In the positioning patent excerpt below, list every step number that receiving unit 1510 is described as supporting the location management device in performing.

-- Start of EXTRACT PROVIDED --

The measurement unit 1430 is configured to support the user
equipment in performing the foregoing step S504 or S806 and the
user equipment in measuring a positioning reference signal at other
time according to any rule, and/or is configured to perform another
process of the technology described in this specification. The
analysis unit 1440 is configured to support the user equipment in
performing the foregoing step S502, and/or is configured to perform
another process of the technology described in this
specification.
[0257] In addition, in some cases, the receiving unit 1410 and the
sending unit 1420 are further configured to assist in performing
step S807, so that the UE enters a connected state. For example,
the UE may send a random access request to an NG-RAN through the
sending unit 1420, receive a random access request response from
the NG-RAN through the receiving unit 1410, and the like.
[0258] FIG. 15 is a schematic diagram of a structure of a location
management device according to an embodiment of this application.
The location management device may include a receiving unit 1510, a
sending unit 1520, and an analysis unit 1530.
[0259] The sending unit 1520 is configured to support the location
management device in performing any one of step S800-1, S800-4,
S803, or S810, and/or is configured to perform another process of
the technology described in this specification. The receiving unit
1510 is configured to support the location management device in
performing any one of step S800-2, S800-3, S802, S808, or S1001,
and/or is configured to perform another process of the technology
described in this specification. The analysis unit 1530 is
configured to support the location management device in performing
the foregoing step S809, and/or is configured to perform another
process of the technology described in this specification.
[0260] It should be noted that, all related content of each step in
the foregoing method embodiments may be cited in function
descriptions of a corresponding functional module. Details are not
described herein again.

-- End of EXTRACT PROVIDED --
-- Start of INFORMATION PROVIDED --

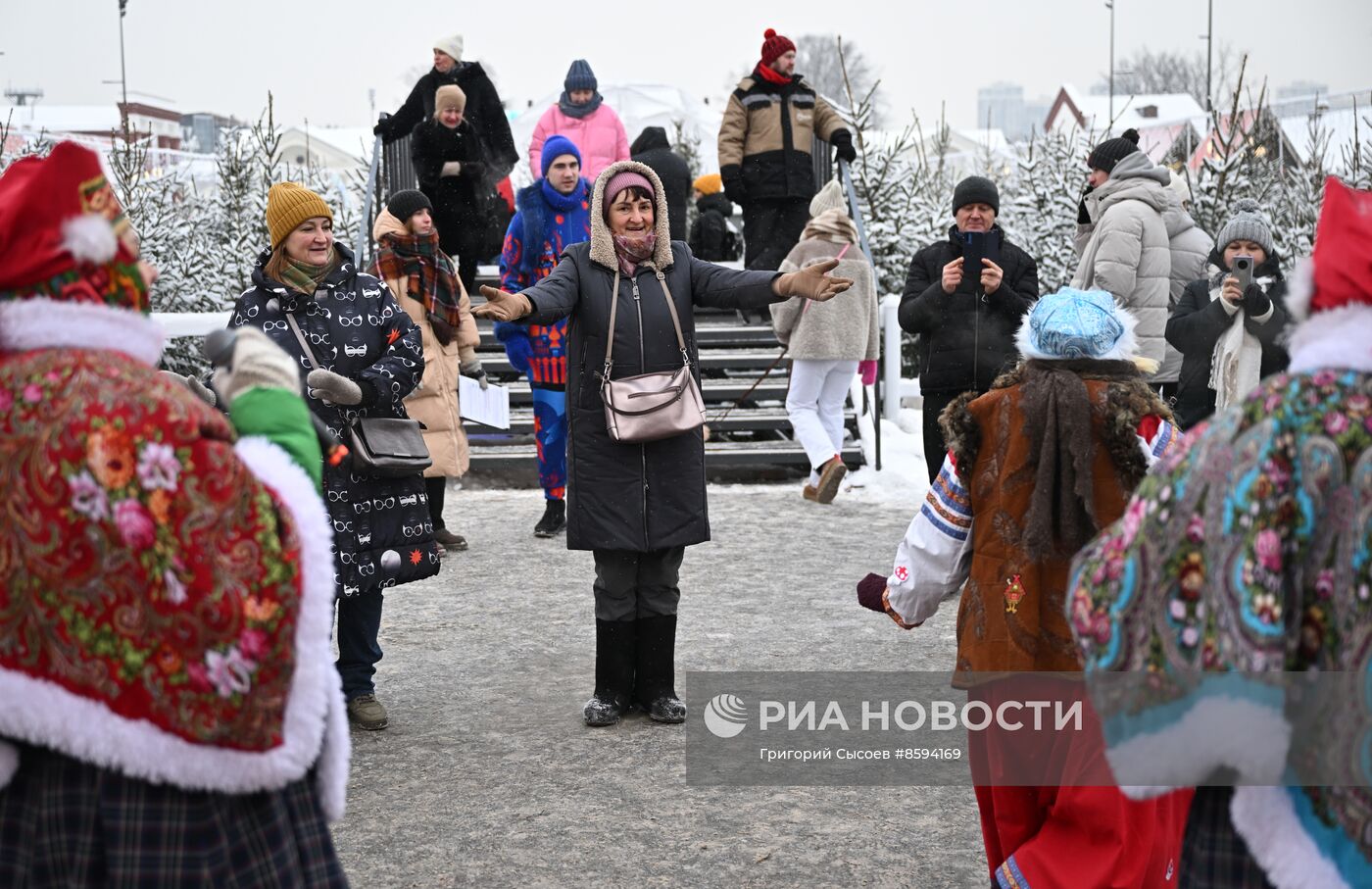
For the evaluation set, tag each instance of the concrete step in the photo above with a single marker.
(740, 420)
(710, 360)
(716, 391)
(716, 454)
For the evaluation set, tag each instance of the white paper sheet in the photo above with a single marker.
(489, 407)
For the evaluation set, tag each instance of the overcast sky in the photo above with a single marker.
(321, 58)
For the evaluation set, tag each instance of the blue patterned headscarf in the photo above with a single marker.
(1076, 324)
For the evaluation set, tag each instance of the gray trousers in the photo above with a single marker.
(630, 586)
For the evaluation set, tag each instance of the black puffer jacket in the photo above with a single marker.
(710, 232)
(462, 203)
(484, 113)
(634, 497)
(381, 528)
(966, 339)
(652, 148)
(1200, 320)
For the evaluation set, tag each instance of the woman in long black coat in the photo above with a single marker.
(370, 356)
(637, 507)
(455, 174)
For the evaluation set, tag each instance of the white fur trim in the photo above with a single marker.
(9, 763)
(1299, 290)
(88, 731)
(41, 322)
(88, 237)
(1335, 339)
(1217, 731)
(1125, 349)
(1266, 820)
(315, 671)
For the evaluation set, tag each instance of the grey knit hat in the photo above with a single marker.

-- End of INFORMATION PROVIDED --

_WRITTEN SOLUTION_.
S800-2, S800-3, S802, S808, S1001